## Task description
Copy the lines below word for word, with every character left unchanged.

** Start of Excerpted data **

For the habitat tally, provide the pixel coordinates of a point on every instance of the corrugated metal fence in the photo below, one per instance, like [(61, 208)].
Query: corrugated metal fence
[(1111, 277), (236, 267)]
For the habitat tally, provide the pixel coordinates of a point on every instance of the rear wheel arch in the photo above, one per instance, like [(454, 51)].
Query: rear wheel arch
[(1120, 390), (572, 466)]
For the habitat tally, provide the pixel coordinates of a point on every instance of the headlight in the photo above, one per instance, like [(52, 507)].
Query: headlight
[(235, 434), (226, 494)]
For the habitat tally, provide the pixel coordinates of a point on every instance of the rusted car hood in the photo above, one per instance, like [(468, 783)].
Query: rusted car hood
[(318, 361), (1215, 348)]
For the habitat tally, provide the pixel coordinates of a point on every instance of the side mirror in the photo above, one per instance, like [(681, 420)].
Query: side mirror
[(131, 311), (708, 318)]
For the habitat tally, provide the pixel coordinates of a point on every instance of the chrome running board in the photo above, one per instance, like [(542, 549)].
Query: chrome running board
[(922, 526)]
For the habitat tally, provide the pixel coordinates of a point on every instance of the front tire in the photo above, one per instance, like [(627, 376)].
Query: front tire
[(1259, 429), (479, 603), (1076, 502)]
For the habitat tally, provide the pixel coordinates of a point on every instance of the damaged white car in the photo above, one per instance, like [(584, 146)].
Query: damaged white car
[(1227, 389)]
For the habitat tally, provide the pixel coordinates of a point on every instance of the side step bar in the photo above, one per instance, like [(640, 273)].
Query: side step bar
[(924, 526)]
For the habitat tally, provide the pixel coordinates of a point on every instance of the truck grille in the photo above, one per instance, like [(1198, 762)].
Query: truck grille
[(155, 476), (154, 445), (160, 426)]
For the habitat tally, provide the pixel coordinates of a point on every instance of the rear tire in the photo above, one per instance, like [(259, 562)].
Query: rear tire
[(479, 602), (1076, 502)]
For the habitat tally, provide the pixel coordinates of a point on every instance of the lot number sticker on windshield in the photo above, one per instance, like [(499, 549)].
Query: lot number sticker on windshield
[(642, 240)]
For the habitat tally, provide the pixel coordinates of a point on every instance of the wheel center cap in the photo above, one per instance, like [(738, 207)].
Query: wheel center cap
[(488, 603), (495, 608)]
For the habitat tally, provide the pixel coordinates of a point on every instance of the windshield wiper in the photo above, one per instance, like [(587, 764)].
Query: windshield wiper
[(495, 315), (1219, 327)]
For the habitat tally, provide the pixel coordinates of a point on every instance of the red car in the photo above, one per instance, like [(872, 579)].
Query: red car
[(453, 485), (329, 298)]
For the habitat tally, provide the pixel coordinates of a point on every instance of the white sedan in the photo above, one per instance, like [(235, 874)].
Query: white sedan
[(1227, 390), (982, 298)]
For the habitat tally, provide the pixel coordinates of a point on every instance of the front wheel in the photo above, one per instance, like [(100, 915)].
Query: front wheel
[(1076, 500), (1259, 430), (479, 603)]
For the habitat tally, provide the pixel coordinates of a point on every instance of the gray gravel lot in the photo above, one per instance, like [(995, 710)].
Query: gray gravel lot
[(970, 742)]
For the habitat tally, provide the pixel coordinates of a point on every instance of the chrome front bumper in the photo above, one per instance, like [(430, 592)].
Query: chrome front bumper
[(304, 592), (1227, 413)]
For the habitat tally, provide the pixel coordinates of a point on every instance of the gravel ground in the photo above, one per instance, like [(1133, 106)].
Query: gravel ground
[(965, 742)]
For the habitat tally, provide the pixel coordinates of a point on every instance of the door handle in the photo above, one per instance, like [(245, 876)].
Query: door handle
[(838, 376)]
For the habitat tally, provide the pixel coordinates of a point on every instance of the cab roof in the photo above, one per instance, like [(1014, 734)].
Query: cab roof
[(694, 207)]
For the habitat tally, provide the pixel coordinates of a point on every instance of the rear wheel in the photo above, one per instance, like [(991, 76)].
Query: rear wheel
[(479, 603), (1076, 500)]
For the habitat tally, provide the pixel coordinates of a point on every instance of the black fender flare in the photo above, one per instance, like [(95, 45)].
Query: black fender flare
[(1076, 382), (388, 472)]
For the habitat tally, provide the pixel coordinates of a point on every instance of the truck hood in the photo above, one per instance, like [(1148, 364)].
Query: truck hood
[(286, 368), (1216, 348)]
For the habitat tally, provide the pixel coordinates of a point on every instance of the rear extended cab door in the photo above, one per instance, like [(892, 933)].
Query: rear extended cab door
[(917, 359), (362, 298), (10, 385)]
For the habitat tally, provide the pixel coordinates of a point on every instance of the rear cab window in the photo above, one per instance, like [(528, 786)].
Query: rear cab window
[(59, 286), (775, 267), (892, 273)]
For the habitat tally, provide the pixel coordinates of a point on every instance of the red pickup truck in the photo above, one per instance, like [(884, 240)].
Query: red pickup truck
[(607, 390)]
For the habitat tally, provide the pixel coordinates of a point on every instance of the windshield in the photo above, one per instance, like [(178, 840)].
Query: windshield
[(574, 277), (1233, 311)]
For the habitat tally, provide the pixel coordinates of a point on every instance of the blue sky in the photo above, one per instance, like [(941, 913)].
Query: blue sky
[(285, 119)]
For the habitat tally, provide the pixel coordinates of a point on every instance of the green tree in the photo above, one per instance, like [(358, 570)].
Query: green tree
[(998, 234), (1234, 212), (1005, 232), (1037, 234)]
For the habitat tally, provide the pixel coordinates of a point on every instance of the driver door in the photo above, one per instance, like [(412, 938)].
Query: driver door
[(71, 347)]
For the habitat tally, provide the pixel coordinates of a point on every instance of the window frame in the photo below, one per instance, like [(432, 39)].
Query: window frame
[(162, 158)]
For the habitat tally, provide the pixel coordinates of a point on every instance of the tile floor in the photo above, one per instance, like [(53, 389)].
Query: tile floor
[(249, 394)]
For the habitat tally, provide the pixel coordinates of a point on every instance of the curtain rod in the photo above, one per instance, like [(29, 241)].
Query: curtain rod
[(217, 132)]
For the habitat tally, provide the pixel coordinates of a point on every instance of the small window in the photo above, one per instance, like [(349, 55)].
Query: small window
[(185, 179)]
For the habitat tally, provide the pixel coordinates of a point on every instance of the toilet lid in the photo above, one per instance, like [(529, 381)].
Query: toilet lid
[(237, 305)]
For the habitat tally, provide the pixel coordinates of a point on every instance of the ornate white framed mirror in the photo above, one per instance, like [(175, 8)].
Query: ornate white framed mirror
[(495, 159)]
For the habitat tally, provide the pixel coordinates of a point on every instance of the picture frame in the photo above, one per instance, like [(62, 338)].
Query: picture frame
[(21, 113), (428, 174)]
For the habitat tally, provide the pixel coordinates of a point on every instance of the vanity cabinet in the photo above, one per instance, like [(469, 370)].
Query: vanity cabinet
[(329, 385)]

** End of Excerpted data **

## Result below
For the habitat tally, provide the pixel coordinates of a point on every instance of the corrugated metal fence in the photo below, one per instance, like [(61, 208)].
Query: corrugated metal fence
[(1111, 277), (236, 267)]
For the habitat tally, provide the pixel coordinates of a point on every instance of the rear wheel arch in the photo above, one per instance, like [(454, 51)].
Query: rear wheel arch
[(1120, 390), (572, 466)]
For the habitat tally, provide the pixel coordinates of a point on every instance of the headlight in the photo above, one per instance, like [(52, 507)].
Query: headlight
[(235, 434), (226, 494)]
For the habitat tally, provide the pixel coordinates of a point on every instance of the rusted car hood in the photo above, one per instance, like [(468, 783)].
Query: rusted car hood
[(318, 361), (1215, 348)]
For the habitat tally, provide the pixel coordinates of a point on every instance of the side mirror in the photo above, one per instance, like [(681, 420)].
Query: side mirror
[(131, 311), (708, 318)]
For the habitat tally, provide the pixel coordinates of a point on every instance of the chrome running board in the photo above, one per instance, like [(542, 549)].
Query: chrome running board
[(922, 526)]
For the habitat tally, provide the pixel coordinates of a point on every instance of the front tire in the photo above, one per instance, like [(627, 376)].
Query: front tire
[(1259, 429), (479, 603), (1076, 502)]
For the habitat tally, provide the pixel coordinates of a point on every instance of the damaged white car in the photo above, one per instance, like [(584, 146)].
Query: damaged white car
[(1227, 389)]
For the habitat tally, provide the pixel coordinates of a point on every instance of the side step bar in the photo above, one per instance, like [(640, 273)].
Query: side step bar
[(924, 526)]
For the habitat tally, provide the pixel coordinates of a point on every instance of the truck grille in the photo above, one per instance, like [(1198, 762)].
Query: truck grille
[(155, 476), (154, 445), (160, 426)]
For the habitat tally, provide the pixel coordinates of a point on every instance of the rear tire in the photo above, one per instance, like [(259, 562)].
Query: rear tire
[(479, 602), (1076, 502)]
For the habitat tally, provide the pixel coordinates of a point on every instance of the lot number sticker on windshield in the photo above, one per instance, like [(499, 549)].
Query: lot number sticker on windshield
[(642, 240)]
For the habitat tally, provide the pixel coordinates of a point on every instance of the wheel center cap in the photo above, one per instance, like [(738, 207)].
Query: wheel center cap
[(488, 603), (495, 608)]
For the habitat tally, provide the pixel coordinates of a point on every instance of the windshield wiper in the photo above, one per instance, like [(587, 764)].
Query: windshield wiper
[(495, 315), (1219, 327)]
For the habitat tally, provide the pixel coordinates of a point on every instance of the red car in the photo above, one per instance, like [(872, 579)].
Query: red car
[(453, 485), (329, 298)]
For the habitat tally, provide the pixel coordinates of a point on every instance of the white sedan in the photo above, one per instance, like [(235, 874)].
Query: white sedan
[(1227, 390), (982, 298)]
For the habitat tally, provide the pixel coordinates of a point on every instance of the front wheel in the photo above, one per instance, like [(100, 915)].
Query: front wheel
[(1076, 500), (1259, 430), (479, 603)]
For the habitat tally, provide the pixel coordinates of a point on every instance of the gray gravel lot in the photo above, one per instance, like [(995, 710)].
Query: gray gravel lot
[(970, 742)]
For the habitat tally, provide the pixel coordinates of a point on every instance of the chrome front bumper in the photo above, one per instance, like [(430, 592)].
Query: chrome front bumper
[(304, 592), (1227, 413)]
For the habitat tally, provide the pixel coordinates of a point on every instance of the gravel ground in the photo above, one per instance, like [(1133, 106)].
Query: gravel ground
[(965, 742)]
For the habitat tally, provide the pixel coordinates of a point on every instance of the door handle in the photo above, one per instance, like [(245, 876)].
Query: door handle
[(838, 376)]
For the habitat tally, provide the pixel coordinates of a point on every instance of the cab roof in the photo above, one per instance, like [(1014, 734)].
Query: cab roof
[(694, 207)]
For the habitat tally, provide the pixel coordinates of a point on every instance of the rear wheel in the photo above, one per instance, like [(991, 76)].
Query: rear wheel
[(479, 603), (1076, 500)]
For the habitat tally, provide the pixel coordinates of a point on every instance of the black fender flare in the photo above, one per instance, like [(95, 45)].
Query: black fender flare
[(1076, 382), (388, 472)]
For the habitat tally, provide the pixel coordinates of a point on every instance of the truck hood in the photo above, one per instance, like [(1148, 364)].
Query: truck hood
[(286, 368), (1216, 348)]
For the habitat tally, provide the pixel coordinates of a point on every instance of the rear extended cab door in the photo above, one per instance, like [(892, 933)].
Query: rear extended cab door
[(917, 359), (362, 298), (10, 385)]
For the habitat tally, provide the pixel coordinates of a point on every instance of the rear cab window in the photo above, one per instance, like [(528, 786)].
Query: rear cab window
[(59, 286), (775, 267), (892, 273)]
For the habitat tally, provide the pixel coordinates of a point on every instance of the red pickup truck in the photo above, one per instance, like [(884, 240)].
Query: red pickup truck
[(607, 390)]
For the habitat tally, provide the pixel coordinates of a point on every instance of the windshield in the photo above, one per instance, like [(178, 840)].
Query: windshield
[(574, 277), (1233, 311)]
For the habitat tally, provide the pixel coordinates of a point on every instance of the blue sky in the photo above, one per instance, like [(941, 913)].
Query: blue sky
[(285, 119)]
For the habitat tally, provide the pixel coordinates of a point on every instance of the green tree in the photo above, one per instance, like [(358, 570)].
Query: green tree
[(998, 234), (1234, 212), (1005, 232), (1037, 234)]
For the habitat tally, provide the pixel coordinates of a point on every instance of the driver door in the photo above, one per instance, like [(412, 938)].
Query: driver door
[(71, 347)]
For the habitat tally, provide the pixel coordinates of a point on every instance of the window frame in the photo below, one per instance, like [(432, 39)].
Query: window frame
[(162, 158)]
For the habitat tally, provide the pixel coordinates of a point on every instance of the tile floor in the photo above, one per instance, like [(53, 389)].
Query: tile floor
[(249, 394)]
For the habitat tally, provide the pixel coordinates of a point on every instance of the curtain rod in the photo above, one per instance, like [(29, 241)].
Query: curtain rod
[(217, 132)]
For the habitat tally, provide the pixel coordinates of a point on every instance of the small window in the photo above, one per instance, like [(349, 55)].
Query: small window
[(185, 179)]
For the habitat tally, provide the pixel coordinates of a point on every instance of the toilet lid in the photo above, one per instance, like [(529, 381)].
Query: toilet lid
[(237, 305)]
For the habitat tally, provide the pixel coordinates of a point on every instance of the ornate white framed mirror in the photo above, one per instance, like [(175, 8)].
Query: ornate white framed mirror
[(495, 159)]
For the habitat tally, provide the pixel coordinates of a point on every instance of the picture frame in the photo above, one per instance, like [(62, 338)].
Query: picture frame
[(21, 113), (428, 174)]
For the habitat tally, provide the pixel coordinates of a point on every instance of the vanity cabinet in the photo above, one per instance, like [(469, 370)].
Query: vanity cabinet
[(329, 385)]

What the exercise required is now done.